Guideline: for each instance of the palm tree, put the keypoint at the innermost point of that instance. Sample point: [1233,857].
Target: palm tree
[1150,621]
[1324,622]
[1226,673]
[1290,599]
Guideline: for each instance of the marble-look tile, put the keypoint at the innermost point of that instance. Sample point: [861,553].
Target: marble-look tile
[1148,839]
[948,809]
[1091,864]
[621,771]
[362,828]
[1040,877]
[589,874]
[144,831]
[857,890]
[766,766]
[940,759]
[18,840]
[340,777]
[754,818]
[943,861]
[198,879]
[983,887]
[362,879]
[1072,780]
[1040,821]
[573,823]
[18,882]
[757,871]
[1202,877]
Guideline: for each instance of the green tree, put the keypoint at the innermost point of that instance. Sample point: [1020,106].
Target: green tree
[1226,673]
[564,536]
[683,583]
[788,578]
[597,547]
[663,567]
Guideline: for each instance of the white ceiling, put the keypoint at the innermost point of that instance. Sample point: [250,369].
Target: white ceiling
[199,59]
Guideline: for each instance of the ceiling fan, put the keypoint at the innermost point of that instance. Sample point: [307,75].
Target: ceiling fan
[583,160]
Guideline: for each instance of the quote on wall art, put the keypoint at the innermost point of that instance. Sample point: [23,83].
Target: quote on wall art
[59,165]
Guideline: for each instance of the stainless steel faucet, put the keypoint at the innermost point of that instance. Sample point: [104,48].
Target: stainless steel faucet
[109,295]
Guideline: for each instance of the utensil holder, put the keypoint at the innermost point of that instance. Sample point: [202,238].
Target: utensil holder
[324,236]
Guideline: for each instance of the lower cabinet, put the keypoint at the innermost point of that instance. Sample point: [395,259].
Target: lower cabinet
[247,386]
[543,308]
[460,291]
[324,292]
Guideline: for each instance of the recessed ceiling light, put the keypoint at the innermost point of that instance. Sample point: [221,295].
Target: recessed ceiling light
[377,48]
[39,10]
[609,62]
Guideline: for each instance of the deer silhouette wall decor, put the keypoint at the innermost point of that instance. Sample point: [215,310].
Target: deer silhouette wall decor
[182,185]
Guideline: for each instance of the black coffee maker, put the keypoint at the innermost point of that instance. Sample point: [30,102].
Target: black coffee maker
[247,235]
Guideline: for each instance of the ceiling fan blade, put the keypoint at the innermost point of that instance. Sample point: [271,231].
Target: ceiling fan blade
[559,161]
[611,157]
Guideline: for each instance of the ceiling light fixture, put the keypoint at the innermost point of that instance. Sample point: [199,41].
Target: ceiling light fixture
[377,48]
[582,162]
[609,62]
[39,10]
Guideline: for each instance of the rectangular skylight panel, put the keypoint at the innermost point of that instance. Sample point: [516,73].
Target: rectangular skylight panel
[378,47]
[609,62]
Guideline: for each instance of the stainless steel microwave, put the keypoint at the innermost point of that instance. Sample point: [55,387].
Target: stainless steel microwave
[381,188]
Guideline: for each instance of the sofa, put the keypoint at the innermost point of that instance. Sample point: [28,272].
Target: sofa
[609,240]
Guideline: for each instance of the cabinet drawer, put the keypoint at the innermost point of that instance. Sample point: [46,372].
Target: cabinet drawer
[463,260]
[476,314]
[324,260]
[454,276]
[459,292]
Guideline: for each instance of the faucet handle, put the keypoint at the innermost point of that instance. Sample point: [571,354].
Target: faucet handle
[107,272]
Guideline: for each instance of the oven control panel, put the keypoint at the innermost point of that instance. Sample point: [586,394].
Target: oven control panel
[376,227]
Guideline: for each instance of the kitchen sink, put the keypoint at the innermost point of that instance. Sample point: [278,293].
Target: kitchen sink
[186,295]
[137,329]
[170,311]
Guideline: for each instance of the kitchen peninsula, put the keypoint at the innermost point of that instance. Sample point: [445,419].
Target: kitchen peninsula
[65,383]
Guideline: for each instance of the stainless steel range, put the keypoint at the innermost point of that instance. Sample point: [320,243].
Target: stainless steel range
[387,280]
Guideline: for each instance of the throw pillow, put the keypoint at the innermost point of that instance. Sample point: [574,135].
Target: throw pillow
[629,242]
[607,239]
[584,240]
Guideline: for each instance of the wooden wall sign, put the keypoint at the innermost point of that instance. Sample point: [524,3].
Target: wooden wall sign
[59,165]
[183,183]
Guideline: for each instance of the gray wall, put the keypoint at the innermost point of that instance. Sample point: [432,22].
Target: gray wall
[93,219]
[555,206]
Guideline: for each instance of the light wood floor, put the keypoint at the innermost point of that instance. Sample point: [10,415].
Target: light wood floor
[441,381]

* Exercise prompt
Word for word, restate the data above from its first line down to and including the line with "Guideline: for each instance of the ceiling fan, put".

* Final answer
Guideline: for each instance of the palm tree, put the keypoint at the innermost point of that instance. Sample point: [1233,857].
Target: palm tree
[1150,621]
[1324,622]
[1226,673]
[1290,599]
Guideline: for each instance of the marble-look tile, put the keypoint at the innermost point of that instance. Sample point: [861,553].
Target: marble-look tile
[1148,839]
[948,809]
[1091,864]
[621,771]
[362,828]
[1040,877]
[589,874]
[144,831]
[857,890]
[766,766]
[940,759]
[18,840]
[340,777]
[754,818]
[943,861]
[198,879]
[983,887]
[362,879]
[1072,780]
[1040,821]
[573,823]
[18,882]
[757,871]
[1202,877]
Guideline: for each instance of the green tree, put the keypoint at the innermost point of that instance. Sample point: [1020,106].
Target: green tree
[1226,673]
[564,536]
[683,583]
[788,578]
[597,547]
[663,567]
Guideline: for each instance of the white ceiling, put the keypoint at the innermost point of that instance. Sample point: [250,369].
Target: white ceiling
[199,59]
Guideline: for each instance of the ceiling fan, put the keypoint at the innermost point of that instance. Sample point: [307,75].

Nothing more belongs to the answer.